» **Set exercise 1**:
Return each line of the listing further down that contains the string "trash".

» **Text extract**:

++++

“Woman, I know him not”: The Apostle Peter and the Testimony of Women.

Engraved_art_work_at_Gallicantu_Peter's_Church

Doors from the Church of St. Peter Gallicantu, the site where tradition says Caiphas’ house stood. Source: By Anton 17 – Own work, CC BY-SA 3.0, https://commons.wikimedia.org/w/index.php?curid=28493336

 

 

 

 

Late last night, after all my family was asleep and I was restless and sleepless, I reread the passages from the gospels about when Jesus is taken. And I noticed something I had never noticed before: When Peter denies Jesus, he is denying women.

In that dark, liminal night between Maundy Thursday and Good Friday, Peter is put totally out of his reckoning. It begins in the upper room when Jesus tells Peter he will deny him. “Not so,” he says, “I’ll die first.” But then when Jesus asks him and the others to stay awake and just be present with him while he prays, Peter denies him that. Sleep overcomes Peter, and Jesus wakes him asking “what, could you not even stay awake with me one hour?” That must have stung. Maybe it was a desire to prove Jesus wrong, to keep the oath he made back in the upper room that he would die before denying Jesus, or a desire to justify himself or redeem himself after falling asleep that motivated Peter to take up his sword not long after that. But then Jesus rebukes him again. First he’s been rebuked for not being zealous enough to accompany Jesus in his agony, and now he’s been rebuked for being too zealous in his defense of Jesus. And on top of that, he sees his Lord and Messiah bound and taken as a captive. He is out of his reckoning. He has no idea what he should do.

So he follows Jesus at a distance and sneaks in to Caiaphas’ court. Unable to save him, but unable to leave him either, he goes along—not to do anything but just “to see the end,” as Matthew put it (Matthew 26:58).

++++

» **Set exercise 2**:
In the text on Peter's denial above, shorten the paragraph that begins "In that dark, liminal night" into a brief list that keeps its main facts.

Point labeling examples:
++++

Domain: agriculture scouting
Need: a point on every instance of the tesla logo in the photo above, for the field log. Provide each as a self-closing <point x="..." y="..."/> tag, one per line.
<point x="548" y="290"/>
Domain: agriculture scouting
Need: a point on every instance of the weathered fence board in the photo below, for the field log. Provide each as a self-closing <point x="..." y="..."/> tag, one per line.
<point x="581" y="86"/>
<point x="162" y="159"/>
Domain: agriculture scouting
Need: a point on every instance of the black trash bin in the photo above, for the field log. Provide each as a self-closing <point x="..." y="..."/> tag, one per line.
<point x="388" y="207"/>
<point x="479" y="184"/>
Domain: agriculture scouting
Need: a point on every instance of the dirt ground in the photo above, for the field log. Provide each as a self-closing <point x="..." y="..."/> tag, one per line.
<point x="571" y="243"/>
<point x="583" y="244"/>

++++

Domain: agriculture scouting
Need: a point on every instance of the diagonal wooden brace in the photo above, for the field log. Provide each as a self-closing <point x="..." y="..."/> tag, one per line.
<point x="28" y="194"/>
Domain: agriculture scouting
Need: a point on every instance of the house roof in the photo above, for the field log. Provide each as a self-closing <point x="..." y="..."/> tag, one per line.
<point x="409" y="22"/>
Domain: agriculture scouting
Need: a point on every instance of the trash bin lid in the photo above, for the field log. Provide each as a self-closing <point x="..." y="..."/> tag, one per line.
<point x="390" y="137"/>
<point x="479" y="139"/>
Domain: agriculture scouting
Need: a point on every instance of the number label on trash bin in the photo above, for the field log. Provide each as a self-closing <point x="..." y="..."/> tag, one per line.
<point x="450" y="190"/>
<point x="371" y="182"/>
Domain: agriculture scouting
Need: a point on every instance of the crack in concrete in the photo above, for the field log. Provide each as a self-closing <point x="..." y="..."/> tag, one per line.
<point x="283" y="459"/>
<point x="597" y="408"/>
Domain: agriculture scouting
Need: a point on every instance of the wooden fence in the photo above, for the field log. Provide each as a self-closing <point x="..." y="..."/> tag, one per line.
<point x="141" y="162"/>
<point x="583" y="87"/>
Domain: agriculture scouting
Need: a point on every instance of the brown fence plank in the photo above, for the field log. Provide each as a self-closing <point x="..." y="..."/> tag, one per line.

++++

» **Output 1**:
Need: a point on every instance of the black trash bin in the photo above, for the field log. Provide each as a self-closing <point x="..." y="..."/> tag, one per line.
Need: a point on every instance of the trash bin lid in the photo above, for the field log. Provide each as a self-closing <point x="..." y="..."/> tag, one per line.
Need: a point on every instance of the number label on trash bin in the photo above, for the field log. Provide each as a self-closing <point x="..." y="..."/> tag, one per line.

» **Output 2**:
- On the night between Maundy Thursday and Good Friday, Peter is thrown completely off balance.
- In the upper room, Jesus says Peter will deny him, and Peter says he would die first.
- Jesus asks Peter and the others to stay awake with him while he prays, but Peter falls asleep. Jesus asks whether he could not stay awake with him for one hour.
- Peter later takes up his sword. The writer suggests he may have wanted to prove Jesus wrong, keep his oath, or make up for falling asleep.
- Jesus rebukes him again. First Peter was not zealous enough, and now he is too zealous.
- Peter sees his Lord and Messiah bound and taken captive, and he has no idea what to do.